Task input:
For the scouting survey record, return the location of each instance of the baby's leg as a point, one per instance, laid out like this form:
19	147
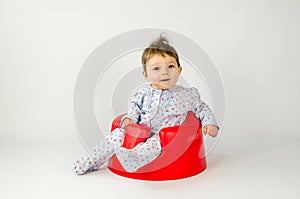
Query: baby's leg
100	153
142	154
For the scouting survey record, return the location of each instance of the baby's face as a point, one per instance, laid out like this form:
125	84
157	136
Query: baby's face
162	71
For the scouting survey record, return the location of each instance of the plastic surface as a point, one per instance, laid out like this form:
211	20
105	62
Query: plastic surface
182	154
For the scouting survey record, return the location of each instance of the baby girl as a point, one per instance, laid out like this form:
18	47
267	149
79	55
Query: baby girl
159	104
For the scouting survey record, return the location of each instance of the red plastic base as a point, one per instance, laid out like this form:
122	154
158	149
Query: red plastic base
182	156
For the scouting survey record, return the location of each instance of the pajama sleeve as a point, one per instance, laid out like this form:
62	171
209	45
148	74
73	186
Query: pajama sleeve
201	110
135	106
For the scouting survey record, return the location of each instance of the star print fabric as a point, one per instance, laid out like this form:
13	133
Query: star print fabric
156	109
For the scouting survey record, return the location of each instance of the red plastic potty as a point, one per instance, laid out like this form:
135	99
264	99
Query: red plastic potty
182	154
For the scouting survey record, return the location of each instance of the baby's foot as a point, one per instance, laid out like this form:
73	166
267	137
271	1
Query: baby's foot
85	164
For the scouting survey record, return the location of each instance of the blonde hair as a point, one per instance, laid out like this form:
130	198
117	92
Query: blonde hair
161	47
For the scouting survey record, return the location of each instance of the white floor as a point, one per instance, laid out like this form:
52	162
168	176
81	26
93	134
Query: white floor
238	168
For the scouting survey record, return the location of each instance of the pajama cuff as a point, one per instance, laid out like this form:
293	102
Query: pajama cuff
127	116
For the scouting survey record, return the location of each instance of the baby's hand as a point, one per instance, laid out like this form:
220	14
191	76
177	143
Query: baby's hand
210	130
126	122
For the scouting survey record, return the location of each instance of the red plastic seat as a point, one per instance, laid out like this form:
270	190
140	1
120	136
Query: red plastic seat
182	154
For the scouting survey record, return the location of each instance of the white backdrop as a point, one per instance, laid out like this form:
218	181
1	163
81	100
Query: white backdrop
254	45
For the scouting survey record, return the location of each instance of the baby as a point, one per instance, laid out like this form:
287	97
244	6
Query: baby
157	105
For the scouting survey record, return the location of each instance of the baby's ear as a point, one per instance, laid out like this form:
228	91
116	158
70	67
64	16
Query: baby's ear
144	75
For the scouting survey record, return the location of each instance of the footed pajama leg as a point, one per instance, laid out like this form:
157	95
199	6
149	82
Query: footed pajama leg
142	154
100	153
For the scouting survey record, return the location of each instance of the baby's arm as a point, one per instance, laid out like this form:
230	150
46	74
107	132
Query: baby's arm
204	113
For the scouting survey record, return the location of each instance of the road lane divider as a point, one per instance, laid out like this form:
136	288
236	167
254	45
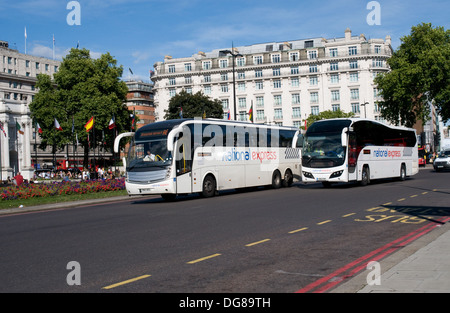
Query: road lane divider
132	280
204	258
256	243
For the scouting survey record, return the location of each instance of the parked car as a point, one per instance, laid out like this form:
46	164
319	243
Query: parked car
442	162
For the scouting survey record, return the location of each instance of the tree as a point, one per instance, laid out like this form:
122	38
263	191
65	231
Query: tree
82	88
191	106
420	74
327	115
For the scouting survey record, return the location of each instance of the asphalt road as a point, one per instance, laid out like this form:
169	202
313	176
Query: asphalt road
300	239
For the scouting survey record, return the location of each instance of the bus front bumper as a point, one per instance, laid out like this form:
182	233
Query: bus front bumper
162	187
324	175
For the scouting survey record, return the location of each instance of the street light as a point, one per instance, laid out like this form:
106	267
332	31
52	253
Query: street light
364	105
234	55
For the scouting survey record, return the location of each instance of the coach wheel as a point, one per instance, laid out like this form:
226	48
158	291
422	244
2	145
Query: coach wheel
365	178
288	179
403	172
276	179
209	187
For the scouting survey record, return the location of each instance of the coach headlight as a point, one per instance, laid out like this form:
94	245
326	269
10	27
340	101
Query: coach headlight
336	174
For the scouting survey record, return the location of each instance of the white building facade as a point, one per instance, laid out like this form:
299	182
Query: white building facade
283	82
18	77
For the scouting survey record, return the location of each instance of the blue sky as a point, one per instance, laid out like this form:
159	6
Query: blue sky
139	33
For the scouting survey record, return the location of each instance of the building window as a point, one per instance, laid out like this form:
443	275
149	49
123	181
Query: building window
315	110
225	103
260	101
276	58
335	107
242	103
312	55
296	112
354	77
295	98
314	97
334	78
334	66
277	100
277	84
240	61
293	56
259	85
257	59
335	95
354	94
355	108
206	65
278	114
223	63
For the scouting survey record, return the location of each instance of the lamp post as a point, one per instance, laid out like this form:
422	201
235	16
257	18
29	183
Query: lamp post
234	55
364	105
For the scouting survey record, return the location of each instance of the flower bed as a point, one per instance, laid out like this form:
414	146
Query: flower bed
26	190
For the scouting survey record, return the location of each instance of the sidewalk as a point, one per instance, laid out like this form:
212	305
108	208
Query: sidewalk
421	267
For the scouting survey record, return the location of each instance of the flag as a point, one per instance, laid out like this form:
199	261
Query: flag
19	129
57	126
89	124
38	127
112	123
250	113
132	121
3	130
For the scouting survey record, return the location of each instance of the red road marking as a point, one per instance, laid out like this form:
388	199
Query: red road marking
362	262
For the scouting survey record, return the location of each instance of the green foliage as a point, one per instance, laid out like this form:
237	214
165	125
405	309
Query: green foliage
420	73
327	115
196	105
82	88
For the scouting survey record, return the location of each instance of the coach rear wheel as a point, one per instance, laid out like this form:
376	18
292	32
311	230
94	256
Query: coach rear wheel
365	176
209	187
288	179
276	179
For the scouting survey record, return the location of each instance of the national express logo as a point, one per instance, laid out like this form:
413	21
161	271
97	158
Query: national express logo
246	155
384	153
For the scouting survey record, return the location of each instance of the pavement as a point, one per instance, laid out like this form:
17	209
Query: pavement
422	266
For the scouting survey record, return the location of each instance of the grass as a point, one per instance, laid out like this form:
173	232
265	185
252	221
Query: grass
59	198
29	195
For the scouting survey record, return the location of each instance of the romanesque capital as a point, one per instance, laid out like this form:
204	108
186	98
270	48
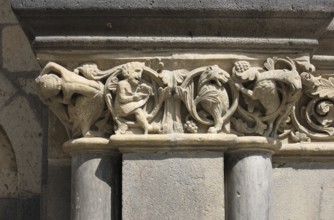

Assignment: Output the records above exactly, omitting the pictures.

Answer to this problem:
For the scouting survey record, return the location of each instance of the baby's leg as a point, one per instance, laid out like this form:
19	147
Query: baby's leg
100	153
142	154
For the scouting survey record, return the location of each instance of the baby's face as a point, one per instance, laid out like this form:
125	84
157	136
Query: baby's face
162	71
For the scouting survey record, return the location of each instance of the plastic surface as a point, one per instance, laid out like this form:
211	20
105	62
Query: plastic surface
182	154
For the scouting survey record, return the location of each instance of the baby girl as a point, one per instance, laid out like this form:
18	47
267	149
79	55
Query: baby girl
159	104
For the scouting survey record, return the location of each instance of the red plastic base as a point, one per instance, laid out like this form:
122	154
158	149
Query: red plastic base
182	156
For the scouting survey record, return the location of each instance of the pajama sleeve as a point, one per instance, laid out like this form:
62	171
209	45
148	74
73	186
Query: pajama sleeve
201	110
135	106
For the scouting survey record, return the location of each instance of the star print fabric as a point, one per instance, laid out like this form:
13	133
Query: star print fabric
156	109
For the scouting survey record, return the location of each instance of the red plastic potty as a point, one per instance, laid out like this form:
135	99
264	99
Query: red plastic potty
182	154
For the scouting survey record, return the location of each instance of the baby's foot as a point, one per instance, laid out like this form:
73	166
267	137
271	1
Query: baby's foot
85	164
For the scouting survey record, return the location of each instance of the blonde hair as a point, one per instance, laid out like this form:
130	198
117	92
Query: blonde hair
161	47
For the scouting survey record, return the location of each instance of the white floor as a point, one per instance, laid out like this form:
52	162
168	176
81	26
93	134
Query: white floor
238	168
For the scouting survey record, return the location of each instance of the pajama cuff as a point, one per instance, laid out like this form:
293	102
Query: pajama cuff
127	116
For the scouting survey record, return the location of each instance of the baby's hand as a point, one per instance, laid out like this form:
220	14
191	76
177	143
Query: baby's hand
210	130
126	122
For the scouting survey record, return the location of each instance of the red plastic seat as a point, one per instance, laid out like this form:
270	190
140	1
120	136
Query: red plastic seat
182	154
For the scouting survey record, return the location of each instance of the white backdrop as a point, one per instance, laid out like this form:
218	181
1	163
81	100
Query: white backdrop
254	45
For the scouting survey record, return the location of each instance of the baby as a point, one per instance, laid out like this form:
287	97
244	6
Query: baby
157	105
For the scouting survey record, return the location of each instance of the baby's ear as a point, one per instance, laid out like this form:
228	91
116	158
70	67
64	16
Query: baby's ear
144	75
For the scouting survey record, return the location of each instance of the footed pajama leg as a point, one per instance, laid out like this form:
157	95
199	6
149	82
Query: footed pajama leg
142	154
100	153
For the scouting survey record, return the location of each instance of the baby's arm as a point, one per instance, laid out like this form:
230	150
46	74
107	132
Query: baby's arm
204	113
For the scouting survey record, return the location of each instance of the road lane divider as a point, one per instance, laid out like this form:
136	288
236	167
254	45
Query: road lane divider
132	280
204	258
256	243
For the scouting survey record, return the location of each instance of the parked car as a point, one per instance, laid out like this form:
46	164
319	243
Query: parked car
442	162
For the scouting survey record, return the location of each instance of the tree as a point, one per instance, laid out like this form:
122	38
263	191
65	231
Query: tree
82	88
191	106
420	74
327	115
For the scouting survey record, return the location of each instance of the asphalt road as a point, one per instance, laid out like this form:
169	202
313	176
Query: asphalt road
300	239
For the scouting survey record, return the location of each instance of the bus front bumper as a point, one per instance, laid out like this form:
182	233
Query: bus front bumper
162	187
324	175
For the scouting survey record, return the location of each instance of the street light as a point, one per instance, laid out like this form:
106	267
332	31
52	253
Query: street light
364	105
234	55
For the scouting survey record, return the location of each instance of the coach wheel as a point, one per instance, laid out like this form:
226	48
158	291
422	244
2	145
Query: coach wheel
365	178
288	179
403	172
276	179
209	187
For the scouting survey record, return the location of each instance of the coach headlight as a point, one per instance, laid out like this form:
94	245
326	269
10	27
340	101
Query: coach headlight
336	174
For the scouting survey record, return the location of each instance of the white building facade as a point, one per instance, laid out like this form:
299	182
Query: white building facade
283	82
18	77
For the scouting survey record, return the location of each instance of the blue sky as a point, one per instance, laid out like this form:
159	6
Query: blue sky
139	33
For the scouting survey record, return the location of each instance of the building window as a point, one per instance, laid out like this form:
443	275
149	49
123	181
Query: building window
315	110
225	103
260	101
276	58
335	107
242	103
312	55
296	112
354	77
295	98
314	97
334	78
334	66
277	100
277	84
240	61
293	56
259	85
257	59
335	95
354	94
355	108
206	65
278	114
223	63
For the scouting survey record, return the location of each instance of the lamp post as a point, one per instance, laid out like this form:
422	201
235	16
257	18
29	183
Query: lamp post
234	55
364	105
For the scouting survey record, return the location of each instance of the flower bed as a point, one per instance, laid out like this form:
414	146
Query: flower bed
26	190
For the scouting survey record, return the location of each instance of the sidewalk as a point, one per instance, laid out like this form:
212	305
108	208
Query: sidewalk
421	267
For the scouting survey record, return the location of each instance of the flag as a point, one per instance, laid out like this form:
199	261
Query: flag
19	129
57	126
89	124
38	127
112	123
250	113
132	121
3	130
For the scouting survey record, return the location of each instance of the red road marking as a point, one per instance, laid out like this form:
388	199
Query: red road marking
362	262
For the scouting survey record, return the location of each instance of the green foliage as a point, one per instance, laid out like this form:
237	214
165	125
405	309
Query: green foliage
420	73
327	115
196	105
82	88
For the scouting survey record, return the location of each instance of the coach rear wheel as a point, one per instance, laid out like this form:
376	18
292	32
311	230
94	256
Query: coach rear wheel
365	176
209	187
288	179
276	179
For the scouting survey record, return the location of each instance of the national express logo as a point, one per instance, laid out like this form:
413	21
161	271
97	158
Query: national express logo
246	155
384	153
For the scouting survey record, return the location of each instance of the pavement as a point, one per instance, laid out like this form:
17	209
Query: pavement
422	266
For the scouting survey record, return the location of each instance of the grass as a point, one per instance, laid out like this form:
173	232
265	185
252	221
Query: grass
59	198
29	195
For the scouting survey record, return the location of each instance of the romanesque capital as a point, one per instance, laid out like this form:
204	108
186	98
270	48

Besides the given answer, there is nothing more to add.